+++ DATA SUPPLIED
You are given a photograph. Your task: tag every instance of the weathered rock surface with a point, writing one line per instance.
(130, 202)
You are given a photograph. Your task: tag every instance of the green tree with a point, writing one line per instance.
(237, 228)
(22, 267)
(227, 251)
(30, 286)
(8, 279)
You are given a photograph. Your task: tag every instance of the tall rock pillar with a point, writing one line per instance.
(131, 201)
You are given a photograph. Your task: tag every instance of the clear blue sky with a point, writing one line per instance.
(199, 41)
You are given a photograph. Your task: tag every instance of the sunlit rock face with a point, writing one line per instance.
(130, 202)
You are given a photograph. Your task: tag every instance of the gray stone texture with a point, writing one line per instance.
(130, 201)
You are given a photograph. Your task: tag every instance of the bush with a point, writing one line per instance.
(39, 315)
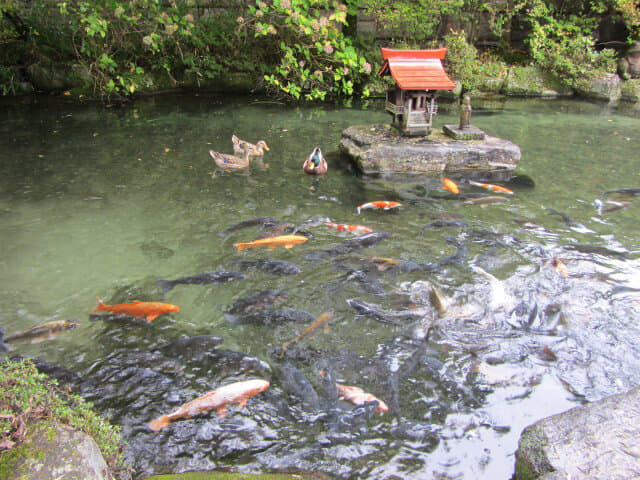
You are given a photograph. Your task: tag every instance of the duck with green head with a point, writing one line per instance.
(315, 164)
++++++
* [PROBLEM DESCRIPTION]:
Write out all the records above again, switching each "photograph" to "image" and keeping everything else the same. Leave the pictures out.

* [OUTPUT BELOW]:
You are given a image. Your task: tag every instance of the weathered rock surface with a point, writing one line per instance.
(130, 202)
You are given a image. Your task: tag every instance of the green tree with a point, writing one line per instance.
(237, 228)
(22, 267)
(227, 251)
(30, 286)
(8, 279)
You are given a image. Your task: tag every instance of the tall rock pillar with a point, writing one line per instance.
(131, 201)
You are given a image. Your task: tag every instance of the clear blue sky with a point, writing one line per instance.
(199, 41)
You are given a image. Your task: tag every instance of the sunlit rock face with a point, writing one line per instance.
(130, 202)
You are given a image. Your task: tag every instance of the gray stone texture with a point, writing one line per instance.
(130, 201)
You are given a image. Your task: tag every instance of the bush with a point, writing one line per instance.
(39, 315)
You are given a image. Your task: tag every instance of the duck with green head with a point, writing one line per instance.
(315, 164)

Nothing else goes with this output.